Exercise: Return every line of the records that contains the word "fingernail".

[Pointing and labeling records]
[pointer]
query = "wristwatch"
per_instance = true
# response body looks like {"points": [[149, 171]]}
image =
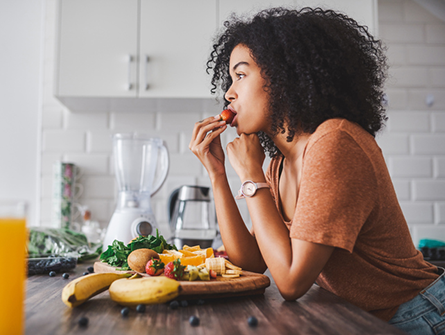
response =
{"points": [[249, 188]]}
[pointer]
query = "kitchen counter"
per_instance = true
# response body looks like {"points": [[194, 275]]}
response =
{"points": [[317, 312]]}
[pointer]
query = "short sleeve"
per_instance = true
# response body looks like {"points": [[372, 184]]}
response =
{"points": [[337, 192]]}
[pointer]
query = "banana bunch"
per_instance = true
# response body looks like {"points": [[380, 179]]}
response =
{"points": [[146, 290], [83, 288]]}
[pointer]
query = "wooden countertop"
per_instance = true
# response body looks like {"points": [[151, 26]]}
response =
{"points": [[317, 312]]}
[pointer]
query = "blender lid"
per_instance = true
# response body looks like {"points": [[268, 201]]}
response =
{"points": [[135, 136]]}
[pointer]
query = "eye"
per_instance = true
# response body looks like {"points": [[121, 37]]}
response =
{"points": [[239, 76]]}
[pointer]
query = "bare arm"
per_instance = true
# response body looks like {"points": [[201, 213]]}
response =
{"points": [[240, 245], [294, 264]]}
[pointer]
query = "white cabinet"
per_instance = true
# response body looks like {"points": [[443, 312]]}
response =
{"points": [[98, 46], [176, 40], [134, 48], [153, 49]]}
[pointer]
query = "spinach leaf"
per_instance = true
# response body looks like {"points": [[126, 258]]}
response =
{"points": [[117, 253]]}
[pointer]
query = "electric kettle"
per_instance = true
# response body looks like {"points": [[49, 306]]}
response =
{"points": [[191, 216]]}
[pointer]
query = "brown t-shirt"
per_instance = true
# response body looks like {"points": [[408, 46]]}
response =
{"points": [[346, 200]]}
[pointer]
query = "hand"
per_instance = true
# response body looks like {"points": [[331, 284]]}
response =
{"points": [[247, 156], [206, 144]]}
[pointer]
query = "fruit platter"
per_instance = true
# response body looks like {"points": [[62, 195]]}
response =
{"points": [[148, 270]]}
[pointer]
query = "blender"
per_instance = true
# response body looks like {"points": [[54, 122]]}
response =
{"points": [[141, 166]]}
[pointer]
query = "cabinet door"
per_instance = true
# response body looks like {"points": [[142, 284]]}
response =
{"points": [[98, 48], [176, 40]]}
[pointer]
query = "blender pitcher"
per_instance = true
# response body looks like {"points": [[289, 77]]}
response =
{"points": [[141, 166]]}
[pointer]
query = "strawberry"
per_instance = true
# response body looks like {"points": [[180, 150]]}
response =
{"points": [[154, 267], [227, 115], [174, 270]]}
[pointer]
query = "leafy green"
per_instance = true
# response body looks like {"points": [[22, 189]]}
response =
{"points": [[117, 253], [44, 242]]}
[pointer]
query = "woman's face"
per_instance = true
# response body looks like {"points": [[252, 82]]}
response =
{"points": [[246, 94]]}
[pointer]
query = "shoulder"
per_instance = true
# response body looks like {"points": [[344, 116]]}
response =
{"points": [[336, 133]]}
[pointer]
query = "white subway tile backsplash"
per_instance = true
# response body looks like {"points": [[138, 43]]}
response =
{"points": [[129, 122], [401, 33], [390, 11], [396, 54], [417, 212], [100, 141], [397, 98], [409, 121], [97, 187], [435, 33], [184, 164], [428, 144], [438, 122], [417, 99], [439, 167], [90, 164], [63, 141], [47, 161], [393, 143], [439, 208], [410, 167], [429, 231], [426, 54], [437, 76], [415, 13], [429, 189], [180, 121], [403, 189], [86, 121]]}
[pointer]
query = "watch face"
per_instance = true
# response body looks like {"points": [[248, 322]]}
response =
{"points": [[249, 189]]}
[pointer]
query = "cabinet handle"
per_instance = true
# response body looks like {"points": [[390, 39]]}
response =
{"points": [[146, 59], [130, 59]]}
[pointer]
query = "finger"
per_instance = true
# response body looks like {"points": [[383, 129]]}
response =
{"points": [[205, 131], [201, 131], [203, 123], [213, 135]]}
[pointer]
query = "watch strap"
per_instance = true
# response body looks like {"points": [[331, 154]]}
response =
{"points": [[257, 186]]}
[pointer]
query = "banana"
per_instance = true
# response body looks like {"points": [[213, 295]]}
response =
{"points": [[147, 290], [83, 288]]}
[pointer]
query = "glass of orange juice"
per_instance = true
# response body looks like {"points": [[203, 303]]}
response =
{"points": [[13, 238]]}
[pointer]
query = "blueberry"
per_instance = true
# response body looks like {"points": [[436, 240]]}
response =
{"points": [[125, 311], [252, 321], [83, 321], [174, 304], [194, 320], [140, 308]]}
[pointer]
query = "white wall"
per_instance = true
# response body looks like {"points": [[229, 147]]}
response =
{"points": [[20, 56], [413, 142]]}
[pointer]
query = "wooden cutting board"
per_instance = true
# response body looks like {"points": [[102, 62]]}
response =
{"points": [[249, 283]]}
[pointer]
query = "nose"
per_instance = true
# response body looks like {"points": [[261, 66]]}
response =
{"points": [[230, 94]]}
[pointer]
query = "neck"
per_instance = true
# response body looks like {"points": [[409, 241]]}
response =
{"points": [[291, 150]]}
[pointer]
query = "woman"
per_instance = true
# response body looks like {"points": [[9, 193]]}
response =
{"points": [[306, 87]]}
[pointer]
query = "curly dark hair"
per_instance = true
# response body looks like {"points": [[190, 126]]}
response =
{"points": [[318, 64]]}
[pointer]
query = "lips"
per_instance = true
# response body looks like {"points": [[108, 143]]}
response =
{"points": [[232, 124]]}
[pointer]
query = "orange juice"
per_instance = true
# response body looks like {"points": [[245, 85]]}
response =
{"points": [[12, 281]]}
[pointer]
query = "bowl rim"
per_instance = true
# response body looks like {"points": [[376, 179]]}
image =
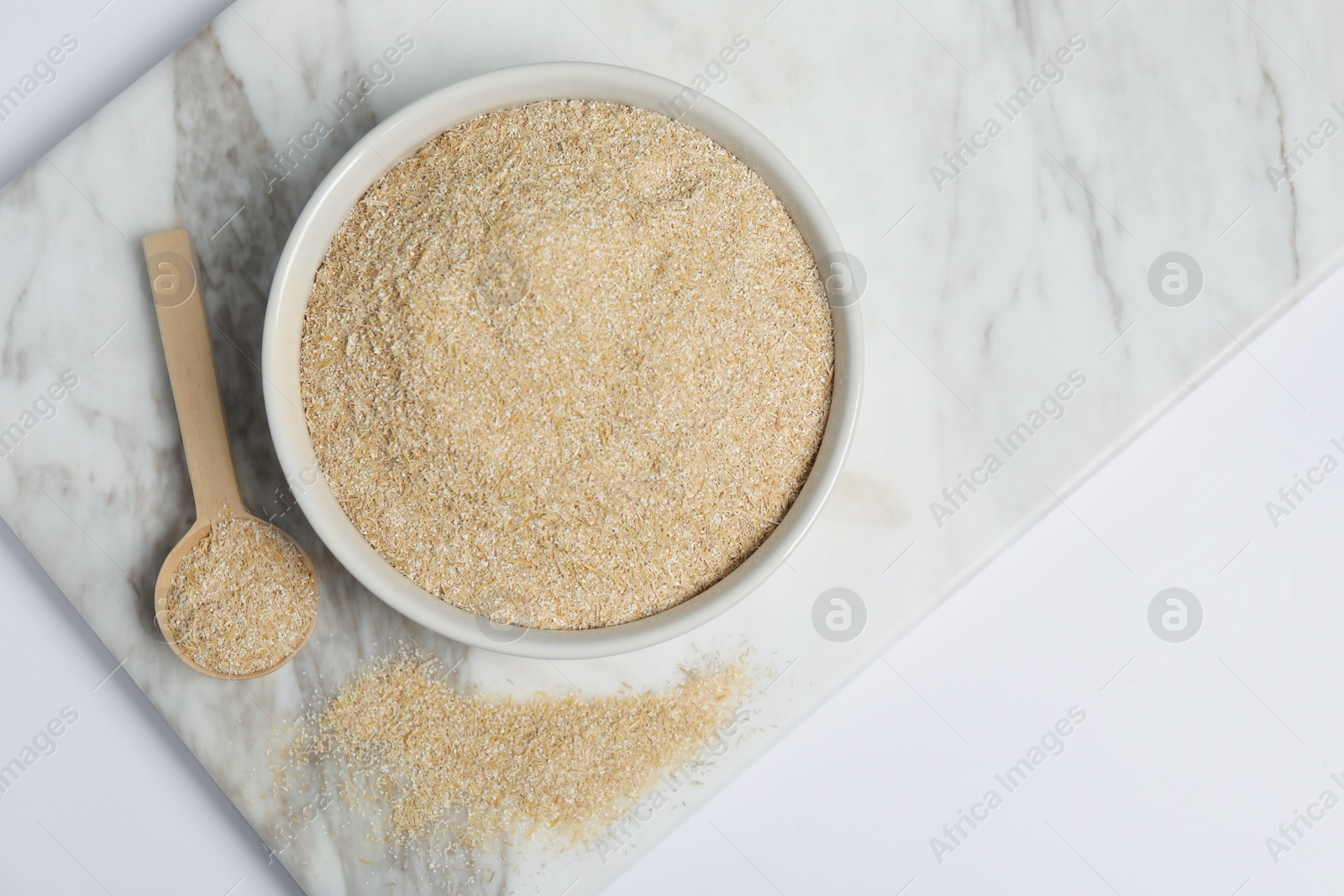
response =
{"points": [[405, 132]]}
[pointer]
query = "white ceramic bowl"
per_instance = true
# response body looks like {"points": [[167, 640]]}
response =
{"points": [[401, 136]]}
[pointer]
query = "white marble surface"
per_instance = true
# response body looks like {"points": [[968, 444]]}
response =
{"points": [[985, 296]]}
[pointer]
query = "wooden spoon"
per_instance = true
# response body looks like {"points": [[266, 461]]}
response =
{"points": [[175, 281]]}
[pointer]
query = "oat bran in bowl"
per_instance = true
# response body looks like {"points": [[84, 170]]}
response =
{"points": [[554, 374]]}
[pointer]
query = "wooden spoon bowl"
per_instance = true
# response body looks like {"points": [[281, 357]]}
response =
{"points": [[175, 280]]}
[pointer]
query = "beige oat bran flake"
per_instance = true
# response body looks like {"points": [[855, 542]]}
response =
{"points": [[479, 768], [242, 600], [573, 354]]}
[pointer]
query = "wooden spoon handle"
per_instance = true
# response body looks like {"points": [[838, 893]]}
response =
{"points": [[175, 280]]}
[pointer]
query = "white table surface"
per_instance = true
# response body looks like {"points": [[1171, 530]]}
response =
{"points": [[1191, 754]]}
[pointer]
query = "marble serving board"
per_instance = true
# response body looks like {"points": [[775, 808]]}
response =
{"points": [[1012, 177]]}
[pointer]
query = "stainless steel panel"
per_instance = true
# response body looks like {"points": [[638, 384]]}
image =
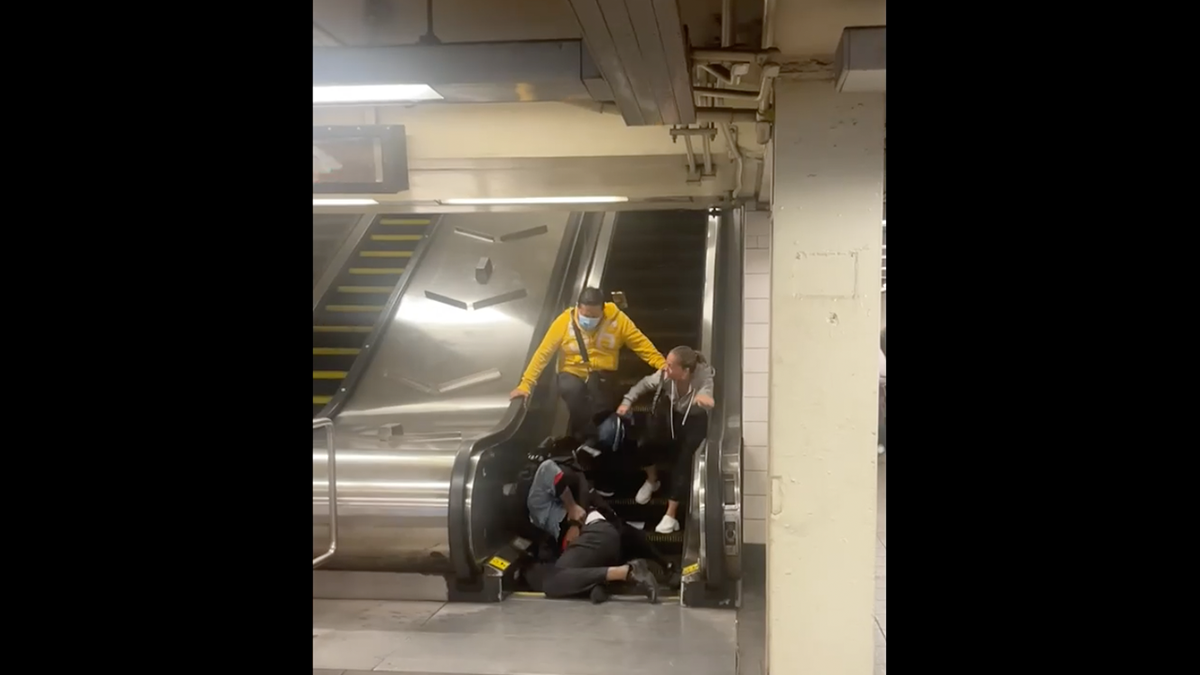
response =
{"points": [[439, 380]]}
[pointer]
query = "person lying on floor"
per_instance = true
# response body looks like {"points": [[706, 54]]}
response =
{"points": [[594, 543]]}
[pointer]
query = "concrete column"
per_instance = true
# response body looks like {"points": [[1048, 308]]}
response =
{"points": [[825, 335]]}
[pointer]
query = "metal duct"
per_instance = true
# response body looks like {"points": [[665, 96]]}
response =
{"points": [[641, 51], [480, 72], [861, 65]]}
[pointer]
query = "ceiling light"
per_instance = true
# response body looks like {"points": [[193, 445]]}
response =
{"points": [[484, 202], [373, 94], [343, 202]]}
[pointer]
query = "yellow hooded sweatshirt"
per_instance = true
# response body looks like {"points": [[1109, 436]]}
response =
{"points": [[604, 345]]}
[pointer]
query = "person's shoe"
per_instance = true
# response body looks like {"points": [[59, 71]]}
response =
{"points": [[646, 491], [667, 525], [640, 574]]}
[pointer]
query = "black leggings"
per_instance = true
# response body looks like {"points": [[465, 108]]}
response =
{"points": [[586, 562], [681, 449]]}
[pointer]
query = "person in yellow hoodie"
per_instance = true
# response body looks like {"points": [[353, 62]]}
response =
{"points": [[587, 339]]}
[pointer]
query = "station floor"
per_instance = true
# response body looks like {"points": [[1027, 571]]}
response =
{"points": [[538, 637]]}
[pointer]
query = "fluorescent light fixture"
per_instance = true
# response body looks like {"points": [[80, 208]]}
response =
{"points": [[484, 202], [343, 202], [373, 94]]}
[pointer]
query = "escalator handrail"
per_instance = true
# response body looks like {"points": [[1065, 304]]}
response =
{"points": [[370, 346]]}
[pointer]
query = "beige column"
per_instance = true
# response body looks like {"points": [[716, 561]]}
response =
{"points": [[825, 332]]}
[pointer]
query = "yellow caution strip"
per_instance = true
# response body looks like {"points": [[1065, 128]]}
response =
{"points": [[365, 288], [353, 308], [396, 237], [335, 351]]}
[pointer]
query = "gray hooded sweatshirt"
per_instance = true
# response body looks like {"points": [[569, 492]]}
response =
{"points": [[681, 401]]}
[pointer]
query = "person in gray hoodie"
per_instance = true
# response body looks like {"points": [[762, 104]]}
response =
{"points": [[683, 392]]}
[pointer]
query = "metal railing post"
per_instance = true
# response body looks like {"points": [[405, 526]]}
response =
{"points": [[331, 475]]}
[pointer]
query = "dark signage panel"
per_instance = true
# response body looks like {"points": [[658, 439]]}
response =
{"points": [[367, 160]]}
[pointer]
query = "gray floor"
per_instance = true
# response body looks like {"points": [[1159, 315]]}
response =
{"points": [[539, 637], [521, 635]]}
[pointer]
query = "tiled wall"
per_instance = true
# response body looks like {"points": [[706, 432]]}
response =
{"points": [[756, 327]]}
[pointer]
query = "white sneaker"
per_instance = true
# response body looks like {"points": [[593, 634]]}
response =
{"points": [[646, 491]]}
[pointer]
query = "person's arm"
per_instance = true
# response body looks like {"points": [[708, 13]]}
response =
{"points": [[639, 342], [571, 488], [550, 345], [643, 386]]}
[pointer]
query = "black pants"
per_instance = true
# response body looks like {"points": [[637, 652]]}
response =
{"points": [[679, 451], [586, 562], [587, 401]]}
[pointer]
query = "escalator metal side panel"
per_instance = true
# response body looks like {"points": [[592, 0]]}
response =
{"points": [[712, 548], [334, 407], [490, 464], [442, 368]]}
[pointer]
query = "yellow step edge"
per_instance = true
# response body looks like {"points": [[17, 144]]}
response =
{"points": [[385, 254], [365, 288], [377, 270]]}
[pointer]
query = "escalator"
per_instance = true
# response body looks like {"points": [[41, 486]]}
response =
{"points": [[658, 263], [349, 309]]}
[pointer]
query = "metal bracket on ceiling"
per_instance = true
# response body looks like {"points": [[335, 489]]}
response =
{"points": [[706, 132]]}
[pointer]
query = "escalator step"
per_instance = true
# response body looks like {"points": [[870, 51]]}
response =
{"points": [[336, 351], [365, 288], [397, 237]]}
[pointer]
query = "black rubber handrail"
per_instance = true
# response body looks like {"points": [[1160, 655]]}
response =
{"points": [[343, 393]]}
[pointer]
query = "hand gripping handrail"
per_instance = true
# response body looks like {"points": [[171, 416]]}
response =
{"points": [[328, 424]]}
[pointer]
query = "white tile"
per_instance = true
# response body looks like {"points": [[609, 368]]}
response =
{"points": [[755, 457], [754, 506], [754, 408], [756, 286], [755, 384], [754, 483], [757, 223], [756, 360], [756, 310], [754, 531], [755, 434], [757, 261], [756, 335]]}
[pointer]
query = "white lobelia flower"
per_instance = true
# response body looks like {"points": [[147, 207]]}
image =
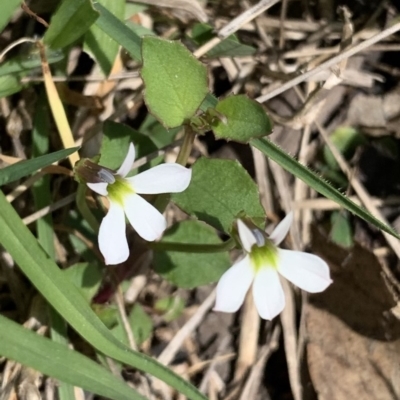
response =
{"points": [[261, 266], [123, 195]]}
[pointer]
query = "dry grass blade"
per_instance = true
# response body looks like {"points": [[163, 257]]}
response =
{"points": [[351, 51]]}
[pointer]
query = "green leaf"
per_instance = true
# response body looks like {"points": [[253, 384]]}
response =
{"points": [[245, 119], [46, 276], [29, 61], [114, 28], [229, 47], [10, 84], [27, 167], [8, 7], [60, 362], [70, 21], [115, 144], [141, 324], [159, 135], [341, 232], [171, 307], [190, 270], [317, 183], [86, 277], [218, 192], [175, 82], [101, 45]]}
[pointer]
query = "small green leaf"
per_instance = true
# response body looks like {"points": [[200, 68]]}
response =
{"points": [[245, 119], [29, 61], [218, 192], [86, 277], [101, 45], [175, 82], [116, 29], [317, 183], [229, 47], [189, 270], [27, 167], [346, 139], [141, 324], [8, 7], [60, 362], [70, 21], [10, 84], [341, 232], [171, 307], [115, 144]]}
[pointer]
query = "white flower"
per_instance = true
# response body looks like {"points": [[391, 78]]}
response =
{"points": [[123, 195], [261, 265]]}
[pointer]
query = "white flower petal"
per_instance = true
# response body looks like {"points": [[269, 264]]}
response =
{"points": [[164, 178], [147, 221], [233, 286], [307, 271], [246, 236], [268, 293], [128, 162], [112, 236], [282, 229], [100, 188]]}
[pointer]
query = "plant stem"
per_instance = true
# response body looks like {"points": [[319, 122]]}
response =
{"points": [[84, 209], [193, 248]]}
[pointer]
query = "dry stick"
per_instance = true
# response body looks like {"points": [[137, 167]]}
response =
{"points": [[351, 51], [235, 25], [359, 189], [253, 381], [282, 27], [175, 344], [248, 341], [289, 325]]}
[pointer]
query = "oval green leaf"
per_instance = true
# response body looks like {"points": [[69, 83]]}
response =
{"points": [[175, 82], [70, 21], [190, 270], [218, 192], [245, 119]]}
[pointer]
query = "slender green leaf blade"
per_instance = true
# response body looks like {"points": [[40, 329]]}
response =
{"points": [[45, 275], [101, 45], [190, 270], [114, 28], [60, 362], [245, 119], [28, 61], [175, 81], [70, 21], [27, 167], [317, 183], [219, 191]]}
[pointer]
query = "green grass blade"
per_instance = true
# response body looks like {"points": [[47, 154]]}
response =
{"points": [[45, 275], [58, 361], [27, 167], [316, 182], [114, 28]]}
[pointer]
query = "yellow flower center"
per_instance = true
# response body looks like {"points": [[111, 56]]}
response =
{"points": [[118, 190], [264, 256]]}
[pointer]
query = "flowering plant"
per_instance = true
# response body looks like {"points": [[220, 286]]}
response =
{"points": [[261, 264]]}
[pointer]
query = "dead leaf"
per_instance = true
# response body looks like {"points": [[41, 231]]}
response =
{"points": [[353, 339]]}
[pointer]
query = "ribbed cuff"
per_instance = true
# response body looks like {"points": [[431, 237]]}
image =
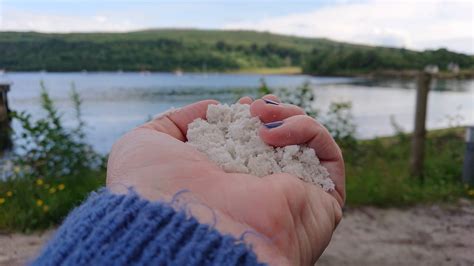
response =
{"points": [[126, 229]]}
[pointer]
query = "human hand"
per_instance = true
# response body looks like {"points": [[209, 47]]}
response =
{"points": [[293, 221]]}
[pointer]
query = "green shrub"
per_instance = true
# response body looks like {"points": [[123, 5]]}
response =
{"points": [[52, 169]]}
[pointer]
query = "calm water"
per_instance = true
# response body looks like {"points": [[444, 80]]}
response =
{"points": [[116, 102]]}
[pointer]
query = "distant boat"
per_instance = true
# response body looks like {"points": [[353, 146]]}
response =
{"points": [[178, 72]]}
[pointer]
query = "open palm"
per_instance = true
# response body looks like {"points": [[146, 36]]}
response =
{"points": [[287, 221]]}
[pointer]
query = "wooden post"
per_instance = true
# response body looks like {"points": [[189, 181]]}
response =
{"points": [[468, 168], [5, 130], [418, 139]]}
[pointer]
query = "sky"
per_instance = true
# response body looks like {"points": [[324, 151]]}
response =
{"points": [[412, 24]]}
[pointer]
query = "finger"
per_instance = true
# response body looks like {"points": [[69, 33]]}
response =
{"points": [[245, 100], [302, 129], [269, 111], [272, 97], [176, 123]]}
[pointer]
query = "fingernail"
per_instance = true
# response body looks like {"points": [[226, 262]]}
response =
{"points": [[267, 101], [273, 124]]}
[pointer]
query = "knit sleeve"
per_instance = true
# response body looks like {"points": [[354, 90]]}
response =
{"points": [[128, 230]]}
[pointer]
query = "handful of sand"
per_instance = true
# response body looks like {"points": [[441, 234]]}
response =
{"points": [[229, 137]]}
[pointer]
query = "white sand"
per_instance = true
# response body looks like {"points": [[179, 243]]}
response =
{"points": [[230, 138]]}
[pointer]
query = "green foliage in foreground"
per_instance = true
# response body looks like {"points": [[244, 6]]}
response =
{"points": [[52, 170], [56, 169], [207, 50], [378, 171]]}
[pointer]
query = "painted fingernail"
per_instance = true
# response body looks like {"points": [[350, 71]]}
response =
{"points": [[267, 101], [273, 124]]}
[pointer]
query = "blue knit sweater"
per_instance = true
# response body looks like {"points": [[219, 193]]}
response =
{"points": [[110, 229]]}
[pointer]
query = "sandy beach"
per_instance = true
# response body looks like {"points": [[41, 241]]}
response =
{"points": [[422, 235]]}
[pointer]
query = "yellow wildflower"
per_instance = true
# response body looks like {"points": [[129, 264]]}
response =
{"points": [[16, 169], [39, 203]]}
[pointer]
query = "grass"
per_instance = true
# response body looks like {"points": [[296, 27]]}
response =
{"points": [[35, 204], [378, 171], [377, 174]]}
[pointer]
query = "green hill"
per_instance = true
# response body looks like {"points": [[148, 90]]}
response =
{"points": [[205, 50]]}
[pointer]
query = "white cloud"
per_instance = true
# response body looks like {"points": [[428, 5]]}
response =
{"points": [[411, 24], [16, 20]]}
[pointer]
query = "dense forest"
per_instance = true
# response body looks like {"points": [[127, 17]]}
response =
{"points": [[206, 50]]}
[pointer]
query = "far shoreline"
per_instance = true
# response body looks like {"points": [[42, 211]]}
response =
{"points": [[388, 74]]}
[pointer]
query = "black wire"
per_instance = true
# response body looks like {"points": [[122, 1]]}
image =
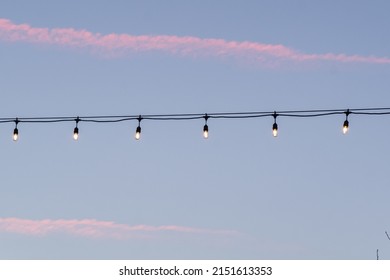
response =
{"points": [[194, 116]]}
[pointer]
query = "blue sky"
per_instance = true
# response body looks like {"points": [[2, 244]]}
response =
{"points": [[310, 193]]}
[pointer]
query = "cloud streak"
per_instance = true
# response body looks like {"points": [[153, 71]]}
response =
{"points": [[122, 44], [91, 228]]}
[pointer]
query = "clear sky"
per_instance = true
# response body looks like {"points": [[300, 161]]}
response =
{"points": [[310, 193]]}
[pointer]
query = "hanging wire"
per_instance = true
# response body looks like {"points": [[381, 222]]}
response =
{"points": [[195, 116]]}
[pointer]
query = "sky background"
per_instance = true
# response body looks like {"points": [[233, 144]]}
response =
{"points": [[310, 193]]}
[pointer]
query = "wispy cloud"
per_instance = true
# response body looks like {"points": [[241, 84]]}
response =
{"points": [[96, 229], [121, 44]]}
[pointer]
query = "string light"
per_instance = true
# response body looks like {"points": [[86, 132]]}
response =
{"points": [[275, 126], [138, 130], [76, 130], [346, 123], [206, 117], [206, 127], [15, 136]]}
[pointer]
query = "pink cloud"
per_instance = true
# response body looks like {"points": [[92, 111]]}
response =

The output:
query = "fingernail"
query = "painted fingernail"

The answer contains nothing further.